Records from a data collection:
-- START --

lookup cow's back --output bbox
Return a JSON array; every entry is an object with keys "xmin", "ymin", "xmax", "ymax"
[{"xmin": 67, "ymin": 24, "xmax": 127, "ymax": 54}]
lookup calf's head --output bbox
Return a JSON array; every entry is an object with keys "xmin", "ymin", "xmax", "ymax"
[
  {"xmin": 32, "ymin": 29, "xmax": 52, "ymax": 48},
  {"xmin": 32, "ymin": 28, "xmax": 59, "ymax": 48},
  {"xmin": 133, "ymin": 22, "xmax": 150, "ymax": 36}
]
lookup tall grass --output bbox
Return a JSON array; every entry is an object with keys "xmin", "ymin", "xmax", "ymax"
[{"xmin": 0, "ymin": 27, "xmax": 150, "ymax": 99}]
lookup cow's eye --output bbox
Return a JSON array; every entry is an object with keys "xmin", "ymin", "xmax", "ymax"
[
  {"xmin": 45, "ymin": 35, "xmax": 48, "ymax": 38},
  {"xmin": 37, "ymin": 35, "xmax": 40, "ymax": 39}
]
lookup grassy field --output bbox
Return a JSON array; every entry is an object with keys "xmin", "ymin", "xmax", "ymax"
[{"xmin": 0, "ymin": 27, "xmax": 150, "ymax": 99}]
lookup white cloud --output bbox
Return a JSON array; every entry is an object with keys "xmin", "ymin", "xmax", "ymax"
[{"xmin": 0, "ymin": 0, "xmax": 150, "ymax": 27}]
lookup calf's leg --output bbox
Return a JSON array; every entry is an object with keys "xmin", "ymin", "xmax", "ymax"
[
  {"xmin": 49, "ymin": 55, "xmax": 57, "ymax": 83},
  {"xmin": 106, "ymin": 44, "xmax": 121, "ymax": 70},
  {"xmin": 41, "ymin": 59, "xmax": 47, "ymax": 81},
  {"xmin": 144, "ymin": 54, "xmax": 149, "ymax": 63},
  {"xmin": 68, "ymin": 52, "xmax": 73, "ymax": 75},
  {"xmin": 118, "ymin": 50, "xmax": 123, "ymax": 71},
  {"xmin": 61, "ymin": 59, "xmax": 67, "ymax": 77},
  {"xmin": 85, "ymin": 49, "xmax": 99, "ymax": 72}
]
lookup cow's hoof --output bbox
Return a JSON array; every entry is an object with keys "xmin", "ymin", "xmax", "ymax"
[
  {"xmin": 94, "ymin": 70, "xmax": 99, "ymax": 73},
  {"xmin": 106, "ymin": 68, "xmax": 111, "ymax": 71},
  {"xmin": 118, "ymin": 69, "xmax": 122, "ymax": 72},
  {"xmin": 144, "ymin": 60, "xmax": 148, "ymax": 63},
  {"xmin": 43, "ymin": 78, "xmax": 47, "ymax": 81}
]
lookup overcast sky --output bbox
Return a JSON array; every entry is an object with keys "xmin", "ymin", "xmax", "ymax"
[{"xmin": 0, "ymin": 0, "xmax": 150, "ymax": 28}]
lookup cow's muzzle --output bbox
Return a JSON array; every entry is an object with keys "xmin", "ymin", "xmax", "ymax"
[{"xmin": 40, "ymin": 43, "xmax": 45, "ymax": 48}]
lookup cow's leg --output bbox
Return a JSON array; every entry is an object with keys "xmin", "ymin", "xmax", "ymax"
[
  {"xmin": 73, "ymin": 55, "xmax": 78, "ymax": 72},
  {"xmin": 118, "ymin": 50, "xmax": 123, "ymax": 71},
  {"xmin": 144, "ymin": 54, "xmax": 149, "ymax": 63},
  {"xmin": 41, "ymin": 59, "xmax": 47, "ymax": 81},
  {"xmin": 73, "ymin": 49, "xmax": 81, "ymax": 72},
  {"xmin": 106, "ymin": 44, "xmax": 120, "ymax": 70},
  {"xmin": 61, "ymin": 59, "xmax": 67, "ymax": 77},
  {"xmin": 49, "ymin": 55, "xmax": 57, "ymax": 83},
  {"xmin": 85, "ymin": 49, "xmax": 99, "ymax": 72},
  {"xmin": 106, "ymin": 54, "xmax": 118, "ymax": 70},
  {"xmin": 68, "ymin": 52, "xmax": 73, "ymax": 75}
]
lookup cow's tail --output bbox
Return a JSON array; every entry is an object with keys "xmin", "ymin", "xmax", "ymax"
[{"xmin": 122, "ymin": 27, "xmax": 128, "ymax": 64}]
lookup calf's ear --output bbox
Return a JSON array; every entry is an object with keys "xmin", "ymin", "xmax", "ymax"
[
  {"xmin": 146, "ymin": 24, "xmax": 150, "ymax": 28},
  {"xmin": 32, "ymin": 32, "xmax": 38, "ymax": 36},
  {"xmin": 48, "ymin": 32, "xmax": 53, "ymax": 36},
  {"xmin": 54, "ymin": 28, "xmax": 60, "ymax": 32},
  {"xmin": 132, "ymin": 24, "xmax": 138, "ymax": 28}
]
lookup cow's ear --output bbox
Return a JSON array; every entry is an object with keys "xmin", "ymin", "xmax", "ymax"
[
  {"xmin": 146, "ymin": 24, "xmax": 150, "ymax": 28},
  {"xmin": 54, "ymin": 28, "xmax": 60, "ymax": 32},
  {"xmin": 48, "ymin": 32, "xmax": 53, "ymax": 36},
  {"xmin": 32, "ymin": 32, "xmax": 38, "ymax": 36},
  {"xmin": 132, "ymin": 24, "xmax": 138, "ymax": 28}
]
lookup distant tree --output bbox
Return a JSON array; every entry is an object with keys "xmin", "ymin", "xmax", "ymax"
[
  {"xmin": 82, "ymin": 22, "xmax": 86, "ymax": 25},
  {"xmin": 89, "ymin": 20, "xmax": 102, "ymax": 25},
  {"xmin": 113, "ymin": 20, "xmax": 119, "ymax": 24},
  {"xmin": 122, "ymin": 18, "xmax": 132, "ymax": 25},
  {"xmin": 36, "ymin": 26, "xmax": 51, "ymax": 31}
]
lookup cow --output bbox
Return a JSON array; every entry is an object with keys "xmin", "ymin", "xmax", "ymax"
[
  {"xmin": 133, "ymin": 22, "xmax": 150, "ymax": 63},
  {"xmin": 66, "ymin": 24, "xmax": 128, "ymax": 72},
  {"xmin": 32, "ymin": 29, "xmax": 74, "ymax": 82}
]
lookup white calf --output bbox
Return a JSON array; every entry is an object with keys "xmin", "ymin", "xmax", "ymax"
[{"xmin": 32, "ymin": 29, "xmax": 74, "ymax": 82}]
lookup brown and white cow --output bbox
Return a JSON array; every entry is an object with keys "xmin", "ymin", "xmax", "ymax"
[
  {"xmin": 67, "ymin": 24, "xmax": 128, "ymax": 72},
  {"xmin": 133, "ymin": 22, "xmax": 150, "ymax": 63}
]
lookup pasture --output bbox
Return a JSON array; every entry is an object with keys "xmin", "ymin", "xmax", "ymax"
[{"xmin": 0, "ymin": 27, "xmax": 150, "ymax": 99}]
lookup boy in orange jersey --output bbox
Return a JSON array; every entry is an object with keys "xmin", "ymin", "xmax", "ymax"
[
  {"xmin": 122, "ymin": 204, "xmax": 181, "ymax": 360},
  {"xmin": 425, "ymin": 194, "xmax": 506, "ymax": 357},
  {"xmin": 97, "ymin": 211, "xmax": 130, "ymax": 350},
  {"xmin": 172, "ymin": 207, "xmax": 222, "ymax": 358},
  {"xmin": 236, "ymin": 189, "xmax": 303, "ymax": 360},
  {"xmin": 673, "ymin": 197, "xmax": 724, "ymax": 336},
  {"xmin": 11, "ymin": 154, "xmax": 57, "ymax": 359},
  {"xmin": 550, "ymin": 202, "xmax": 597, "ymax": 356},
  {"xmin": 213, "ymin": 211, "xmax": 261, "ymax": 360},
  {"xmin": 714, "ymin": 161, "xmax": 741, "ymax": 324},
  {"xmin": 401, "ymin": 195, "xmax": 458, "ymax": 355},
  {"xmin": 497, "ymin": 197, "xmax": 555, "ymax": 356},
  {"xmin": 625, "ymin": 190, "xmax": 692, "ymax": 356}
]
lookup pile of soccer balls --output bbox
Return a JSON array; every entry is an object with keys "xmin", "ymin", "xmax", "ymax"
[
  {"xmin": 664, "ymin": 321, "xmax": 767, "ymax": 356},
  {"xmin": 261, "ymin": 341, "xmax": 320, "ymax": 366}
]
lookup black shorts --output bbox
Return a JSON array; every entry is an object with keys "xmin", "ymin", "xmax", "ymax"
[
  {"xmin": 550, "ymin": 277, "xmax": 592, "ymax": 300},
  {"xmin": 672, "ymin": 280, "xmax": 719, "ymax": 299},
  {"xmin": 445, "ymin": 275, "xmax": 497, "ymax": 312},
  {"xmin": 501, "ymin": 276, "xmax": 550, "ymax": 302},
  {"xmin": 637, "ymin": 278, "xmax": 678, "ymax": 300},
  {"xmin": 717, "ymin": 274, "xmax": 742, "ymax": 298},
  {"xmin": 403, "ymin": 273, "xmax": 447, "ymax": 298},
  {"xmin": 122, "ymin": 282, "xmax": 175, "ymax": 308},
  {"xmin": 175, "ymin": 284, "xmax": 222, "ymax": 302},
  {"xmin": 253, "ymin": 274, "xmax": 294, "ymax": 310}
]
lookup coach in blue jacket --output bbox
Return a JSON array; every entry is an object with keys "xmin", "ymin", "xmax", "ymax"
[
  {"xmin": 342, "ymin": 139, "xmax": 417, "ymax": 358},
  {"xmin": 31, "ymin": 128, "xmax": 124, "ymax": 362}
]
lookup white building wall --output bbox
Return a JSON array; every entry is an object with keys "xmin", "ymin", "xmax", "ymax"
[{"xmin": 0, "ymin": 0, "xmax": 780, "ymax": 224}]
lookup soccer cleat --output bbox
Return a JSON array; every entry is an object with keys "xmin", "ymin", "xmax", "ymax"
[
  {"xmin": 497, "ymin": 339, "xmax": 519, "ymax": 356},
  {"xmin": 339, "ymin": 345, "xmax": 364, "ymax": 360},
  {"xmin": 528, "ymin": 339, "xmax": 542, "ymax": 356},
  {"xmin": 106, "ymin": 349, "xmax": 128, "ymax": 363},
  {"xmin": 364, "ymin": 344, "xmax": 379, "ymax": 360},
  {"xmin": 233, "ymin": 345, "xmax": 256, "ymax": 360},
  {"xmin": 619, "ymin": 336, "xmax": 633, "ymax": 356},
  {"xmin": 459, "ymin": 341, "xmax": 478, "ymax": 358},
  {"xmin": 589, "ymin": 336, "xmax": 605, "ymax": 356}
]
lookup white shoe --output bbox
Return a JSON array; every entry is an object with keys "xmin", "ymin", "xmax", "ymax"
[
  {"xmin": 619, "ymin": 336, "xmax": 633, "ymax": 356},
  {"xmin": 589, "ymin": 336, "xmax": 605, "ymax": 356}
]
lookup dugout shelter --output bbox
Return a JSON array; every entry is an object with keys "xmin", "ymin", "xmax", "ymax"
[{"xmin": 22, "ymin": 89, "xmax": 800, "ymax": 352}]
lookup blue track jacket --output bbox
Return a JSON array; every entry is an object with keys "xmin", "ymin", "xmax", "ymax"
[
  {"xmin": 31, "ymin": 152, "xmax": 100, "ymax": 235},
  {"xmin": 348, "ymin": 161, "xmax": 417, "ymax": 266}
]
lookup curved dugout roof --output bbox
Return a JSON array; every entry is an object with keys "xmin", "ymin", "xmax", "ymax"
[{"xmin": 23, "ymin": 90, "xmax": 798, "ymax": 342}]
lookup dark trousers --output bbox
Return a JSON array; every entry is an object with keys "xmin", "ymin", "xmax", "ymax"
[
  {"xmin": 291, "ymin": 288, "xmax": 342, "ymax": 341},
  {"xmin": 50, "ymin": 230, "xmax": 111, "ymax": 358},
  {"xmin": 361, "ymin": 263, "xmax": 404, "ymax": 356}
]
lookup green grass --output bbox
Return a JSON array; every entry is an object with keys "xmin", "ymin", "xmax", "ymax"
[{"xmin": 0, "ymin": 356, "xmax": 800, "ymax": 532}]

-- END --

(EXERCISE TASK):
Please copy out everything from the line that contains "lookup white shoe --output bbox" down to the end of the items, keeping both ends.

(ANSWER TO THIS EXERCISE):
lookup white shoe --output bbox
Return a JSON array; every entry is an object with keys "xmin", "ymin", "xmax", "ymax"
[
  {"xmin": 619, "ymin": 336, "xmax": 633, "ymax": 356},
  {"xmin": 589, "ymin": 336, "xmax": 605, "ymax": 356}
]
lookup dugout shelter --output bbox
Return a JSON array; every entry is an object with keys "xmin", "ymin", "xmax", "ymax"
[{"xmin": 22, "ymin": 89, "xmax": 800, "ymax": 352}]
lookup blue track jacket --output bbox
Return a JSON array; every entry is an object with keys "xmin", "ymin", "xmax", "ymax"
[
  {"xmin": 31, "ymin": 152, "xmax": 100, "ymax": 235},
  {"xmin": 348, "ymin": 161, "xmax": 417, "ymax": 266}
]
lookup curved dugout roof --output bbox
Return a JSON array; every entry is an object with keys "xmin", "ymin", "xmax", "ymax"
[{"xmin": 23, "ymin": 90, "xmax": 798, "ymax": 342}]
lookup dark trousers --output bbox
Return a JSON array; every entry is an object with keys "xmin", "ymin", "xmax", "ymax"
[
  {"xmin": 291, "ymin": 288, "xmax": 342, "ymax": 341},
  {"xmin": 50, "ymin": 230, "xmax": 111, "ymax": 358},
  {"xmin": 361, "ymin": 263, "xmax": 404, "ymax": 356}
]
lookup green grass --output bbox
Return a JSON array; every entry is an object with keys "xmin", "ymin", "xmax", "ymax"
[{"xmin": 0, "ymin": 356, "xmax": 800, "ymax": 532}]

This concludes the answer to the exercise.